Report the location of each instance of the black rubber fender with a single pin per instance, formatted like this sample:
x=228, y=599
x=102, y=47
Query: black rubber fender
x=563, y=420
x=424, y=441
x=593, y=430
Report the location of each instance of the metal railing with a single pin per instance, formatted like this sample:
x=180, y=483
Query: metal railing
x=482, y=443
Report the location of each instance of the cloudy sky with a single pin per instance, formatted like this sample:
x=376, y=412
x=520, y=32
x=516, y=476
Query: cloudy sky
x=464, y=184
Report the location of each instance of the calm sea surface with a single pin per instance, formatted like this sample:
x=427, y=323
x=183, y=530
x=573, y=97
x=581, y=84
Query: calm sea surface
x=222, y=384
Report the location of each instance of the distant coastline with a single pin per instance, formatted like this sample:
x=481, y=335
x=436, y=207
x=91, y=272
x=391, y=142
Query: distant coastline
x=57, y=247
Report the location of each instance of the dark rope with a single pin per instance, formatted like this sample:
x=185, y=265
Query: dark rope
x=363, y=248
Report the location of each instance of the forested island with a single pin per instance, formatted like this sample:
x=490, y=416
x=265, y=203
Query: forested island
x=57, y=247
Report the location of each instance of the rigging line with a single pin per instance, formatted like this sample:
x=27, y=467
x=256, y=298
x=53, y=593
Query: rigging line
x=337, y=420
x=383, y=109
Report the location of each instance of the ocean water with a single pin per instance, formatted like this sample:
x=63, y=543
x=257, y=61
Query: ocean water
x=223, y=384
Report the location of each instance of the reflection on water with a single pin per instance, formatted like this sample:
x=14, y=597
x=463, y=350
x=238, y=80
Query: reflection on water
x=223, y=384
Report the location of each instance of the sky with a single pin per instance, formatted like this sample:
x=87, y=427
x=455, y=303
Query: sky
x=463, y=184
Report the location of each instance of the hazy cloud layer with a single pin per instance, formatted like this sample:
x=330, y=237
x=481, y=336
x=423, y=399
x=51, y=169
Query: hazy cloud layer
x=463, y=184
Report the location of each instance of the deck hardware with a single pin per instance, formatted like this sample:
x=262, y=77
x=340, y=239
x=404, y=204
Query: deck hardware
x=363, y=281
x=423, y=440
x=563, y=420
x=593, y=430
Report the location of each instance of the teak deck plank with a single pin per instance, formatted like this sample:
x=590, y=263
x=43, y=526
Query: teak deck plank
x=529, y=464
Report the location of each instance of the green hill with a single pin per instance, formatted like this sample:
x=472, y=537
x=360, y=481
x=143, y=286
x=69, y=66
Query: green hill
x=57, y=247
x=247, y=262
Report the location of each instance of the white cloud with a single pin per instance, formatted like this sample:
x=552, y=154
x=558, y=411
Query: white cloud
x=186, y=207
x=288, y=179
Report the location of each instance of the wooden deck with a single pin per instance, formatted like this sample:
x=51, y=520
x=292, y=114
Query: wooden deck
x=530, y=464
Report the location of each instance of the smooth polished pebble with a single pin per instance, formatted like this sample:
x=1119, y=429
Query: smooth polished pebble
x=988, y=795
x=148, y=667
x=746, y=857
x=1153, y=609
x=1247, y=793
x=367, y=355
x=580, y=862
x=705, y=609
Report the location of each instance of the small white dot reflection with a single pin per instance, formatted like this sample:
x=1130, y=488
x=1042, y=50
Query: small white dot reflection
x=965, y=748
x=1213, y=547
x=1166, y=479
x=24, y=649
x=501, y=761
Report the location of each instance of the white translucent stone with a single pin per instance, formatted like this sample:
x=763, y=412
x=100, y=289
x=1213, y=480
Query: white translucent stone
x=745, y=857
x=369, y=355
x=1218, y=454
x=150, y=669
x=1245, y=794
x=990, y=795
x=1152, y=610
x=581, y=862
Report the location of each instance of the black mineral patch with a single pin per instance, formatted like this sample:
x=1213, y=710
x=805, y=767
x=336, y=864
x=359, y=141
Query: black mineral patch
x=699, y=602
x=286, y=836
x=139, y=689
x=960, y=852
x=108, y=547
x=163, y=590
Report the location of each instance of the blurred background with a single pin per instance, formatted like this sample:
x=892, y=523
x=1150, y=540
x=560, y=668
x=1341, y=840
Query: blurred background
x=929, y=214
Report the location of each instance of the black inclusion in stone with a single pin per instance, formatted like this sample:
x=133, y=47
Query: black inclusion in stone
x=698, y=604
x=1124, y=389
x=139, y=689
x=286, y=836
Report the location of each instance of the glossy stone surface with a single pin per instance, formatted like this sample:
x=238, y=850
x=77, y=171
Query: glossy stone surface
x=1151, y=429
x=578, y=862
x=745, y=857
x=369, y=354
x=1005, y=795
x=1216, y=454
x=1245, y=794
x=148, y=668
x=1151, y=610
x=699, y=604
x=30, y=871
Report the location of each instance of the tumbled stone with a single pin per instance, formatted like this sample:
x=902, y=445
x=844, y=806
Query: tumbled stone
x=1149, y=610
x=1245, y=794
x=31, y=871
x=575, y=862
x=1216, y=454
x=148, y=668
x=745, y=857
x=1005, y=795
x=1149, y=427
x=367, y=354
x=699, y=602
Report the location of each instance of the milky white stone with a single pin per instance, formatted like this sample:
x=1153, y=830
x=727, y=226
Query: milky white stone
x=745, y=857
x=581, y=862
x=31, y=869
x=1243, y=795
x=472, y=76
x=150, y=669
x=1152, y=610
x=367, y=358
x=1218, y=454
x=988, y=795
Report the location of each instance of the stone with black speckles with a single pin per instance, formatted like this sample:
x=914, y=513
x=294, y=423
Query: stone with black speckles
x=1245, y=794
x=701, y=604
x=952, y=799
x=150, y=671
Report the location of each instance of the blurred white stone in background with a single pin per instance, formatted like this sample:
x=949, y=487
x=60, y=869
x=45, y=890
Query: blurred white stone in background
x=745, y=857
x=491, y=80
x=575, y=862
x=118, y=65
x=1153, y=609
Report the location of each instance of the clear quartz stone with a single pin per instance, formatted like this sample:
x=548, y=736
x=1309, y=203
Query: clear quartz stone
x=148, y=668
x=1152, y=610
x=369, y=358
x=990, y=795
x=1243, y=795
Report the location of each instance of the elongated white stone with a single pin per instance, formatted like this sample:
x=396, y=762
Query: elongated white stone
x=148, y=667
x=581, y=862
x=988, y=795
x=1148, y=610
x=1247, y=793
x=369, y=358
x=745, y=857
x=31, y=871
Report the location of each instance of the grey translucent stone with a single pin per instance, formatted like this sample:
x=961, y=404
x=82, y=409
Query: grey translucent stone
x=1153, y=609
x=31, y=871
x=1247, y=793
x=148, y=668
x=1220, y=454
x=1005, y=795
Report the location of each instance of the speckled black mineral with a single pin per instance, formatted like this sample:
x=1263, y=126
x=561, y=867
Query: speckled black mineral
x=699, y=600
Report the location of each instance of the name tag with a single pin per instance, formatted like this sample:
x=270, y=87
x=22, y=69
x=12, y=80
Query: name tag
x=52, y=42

· · · · ·

*Work item:*
Nothing but the lines above from the one containing "Report the location of each instance of the glossy" through the one containing "x=1309, y=203" should appear in the answer, each repeated exactly.

*Solution to the problem:*
Report the location of each instance of the glossy stone surface with a single pin per instance, formatted like this sample:
x=238, y=850
x=77, y=171
Query: glossy stone surface
x=1151, y=429
x=578, y=862
x=745, y=857
x=369, y=354
x=1005, y=795
x=1216, y=454
x=1245, y=794
x=148, y=668
x=1151, y=610
x=699, y=604
x=30, y=871
Report the location of each instance of the tumbled stone with a single pin per instance, formatted like this sample:
x=902, y=445
x=844, y=806
Query: tumbled stone
x=1149, y=610
x=1245, y=794
x=31, y=871
x=575, y=862
x=1216, y=454
x=148, y=668
x=745, y=857
x=1005, y=795
x=1149, y=427
x=367, y=354
x=699, y=602
Report the location of each instance of the milky white stone with a single pin per instance, formatted like this sample:
x=1153, y=830
x=727, y=226
Query: milky white stone
x=745, y=857
x=581, y=862
x=31, y=869
x=1243, y=795
x=472, y=76
x=150, y=669
x=1152, y=610
x=367, y=358
x=1218, y=454
x=988, y=795
Report the location of each instance of the stone with black speckles with a single pin per instance, formatted like this sample:
x=914, y=513
x=294, y=423
Query: stone with black speckles
x=1245, y=794
x=701, y=604
x=952, y=799
x=150, y=671
Report the location of each instance of the blurred white stone in background with a single pin per instance, formatted like this sample:
x=949, y=487
x=60, y=869
x=45, y=890
Query: blurred white stone in background
x=745, y=857
x=491, y=80
x=575, y=862
x=118, y=65
x=1153, y=609
Report the location of each instance of the clear quartz stone with a single pin per instance, formatted like this sample:
x=548, y=736
x=1309, y=203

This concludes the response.